* [Task goal]
Where the word "trash" occurs in a line of the listing below, copy that line.

------------------------------

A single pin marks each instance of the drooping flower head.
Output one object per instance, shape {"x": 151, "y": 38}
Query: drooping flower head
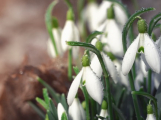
{"x": 142, "y": 44}
{"x": 91, "y": 81}
{"x": 76, "y": 111}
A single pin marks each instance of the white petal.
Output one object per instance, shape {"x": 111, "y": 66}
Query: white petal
{"x": 93, "y": 85}
{"x": 114, "y": 38}
{"x": 96, "y": 66}
{"x": 74, "y": 88}
{"x": 75, "y": 111}
{"x": 152, "y": 54}
{"x": 120, "y": 14}
{"x": 57, "y": 38}
{"x": 147, "y": 67}
{"x": 103, "y": 113}
{"x": 111, "y": 68}
{"x": 67, "y": 34}
{"x": 60, "y": 110}
{"x": 150, "y": 117}
{"x": 130, "y": 56}
{"x": 157, "y": 80}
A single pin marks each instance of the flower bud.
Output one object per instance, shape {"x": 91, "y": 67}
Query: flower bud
{"x": 85, "y": 60}
{"x": 142, "y": 26}
{"x": 70, "y": 14}
{"x": 99, "y": 45}
{"x": 104, "y": 105}
{"x": 149, "y": 109}
{"x": 110, "y": 12}
{"x": 55, "y": 23}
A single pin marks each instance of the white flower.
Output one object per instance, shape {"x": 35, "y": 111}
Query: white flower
{"x": 150, "y": 117}
{"x": 70, "y": 33}
{"x": 92, "y": 82}
{"x": 151, "y": 52}
{"x": 57, "y": 37}
{"x": 60, "y": 110}
{"x": 90, "y": 16}
{"x": 96, "y": 67}
{"x": 103, "y": 113}
{"x": 120, "y": 14}
{"x": 76, "y": 111}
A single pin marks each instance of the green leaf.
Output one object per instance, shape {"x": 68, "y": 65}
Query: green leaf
{"x": 153, "y": 22}
{"x": 64, "y": 116}
{"x": 42, "y": 102}
{"x": 150, "y": 97}
{"x": 76, "y": 70}
{"x": 46, "y": 96}
{"x": 118, "y": 112}
{"x": 48, "y": 21}
{"x": 92, "y": 36}
{"x": 53, "y": 109}
{"x": 129, "y": 24}
{"x": 63, "y": 102}
{"x": 38, "y": 111}
{"x": 50, "y": 89}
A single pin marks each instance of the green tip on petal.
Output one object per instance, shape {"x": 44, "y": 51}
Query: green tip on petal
{"x": 85, "y": 60}
{"x": 64, "y": 116}
{"x": 149, "y": 109}
{"x": 55, "y": 23}
{"x": 84, "y": 105}
{"x": 142, "y": 26}
{"x": 70, "y": 14}
{"x": 104, "y": 105}
{"x": 110, "y": 12}
{"x": 141, "y": 49}
{"x": 99, "y": 45}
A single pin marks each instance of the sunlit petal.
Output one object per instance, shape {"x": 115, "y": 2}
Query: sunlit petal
{"x": 60, "y": 110}
{"x": 111, "y": 68}
{"x": 96, "y": 66}
{"x": 130, "y": 56}
{"x": 75, "y": 111}
{"x": 74, "y": 88}
{"x": 152, "y": 54}
{"x": 93, "y": 85}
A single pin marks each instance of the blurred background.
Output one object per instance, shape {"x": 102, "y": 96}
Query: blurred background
{"x": 23, "y": 33}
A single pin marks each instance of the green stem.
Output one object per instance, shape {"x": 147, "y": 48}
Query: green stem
{"x": 149, "y": 81}
{"x": 135, "y": 100}
{"x": 97, "y": 52}
{"x": 70, "y": 64}
{"x": 93, "y": 110}
{"x": 87, "y": 102}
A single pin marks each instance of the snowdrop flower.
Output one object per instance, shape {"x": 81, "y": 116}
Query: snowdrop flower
{"x": 96, "y": 66}
{"x": 76, "y": 111}
{"x": 120, "y": 14}
{"x": 90, "y": 16}
{"x": 144, "y": 44}
{"x": 150, "y": 113}
{"x": 104, "y": 112}
{"x": 112, "y": 34}
{"x": 60, "y": 111}
{"x": 57, "y": 37}
{"x": 70, "y": 33}
{"x": 92, "y": 82}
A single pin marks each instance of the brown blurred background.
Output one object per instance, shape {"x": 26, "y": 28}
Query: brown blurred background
{"x": 23, "y": 32}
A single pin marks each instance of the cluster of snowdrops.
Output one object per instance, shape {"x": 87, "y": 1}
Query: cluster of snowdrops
{"x": 113, "y": 58}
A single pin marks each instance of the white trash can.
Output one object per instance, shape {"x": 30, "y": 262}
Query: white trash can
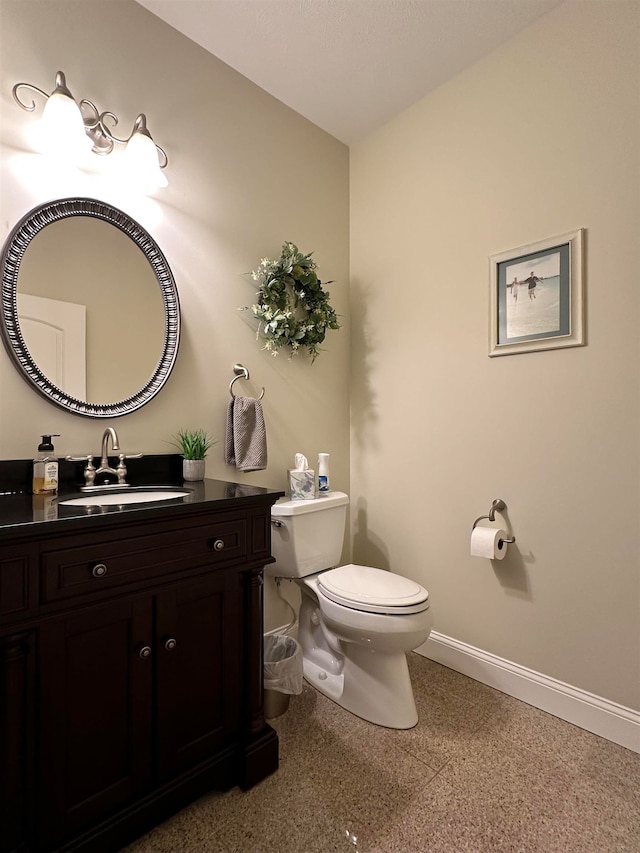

------------------------------

* [Answer space]
A single pin marks each instance of the white trash can.
Query: white trash can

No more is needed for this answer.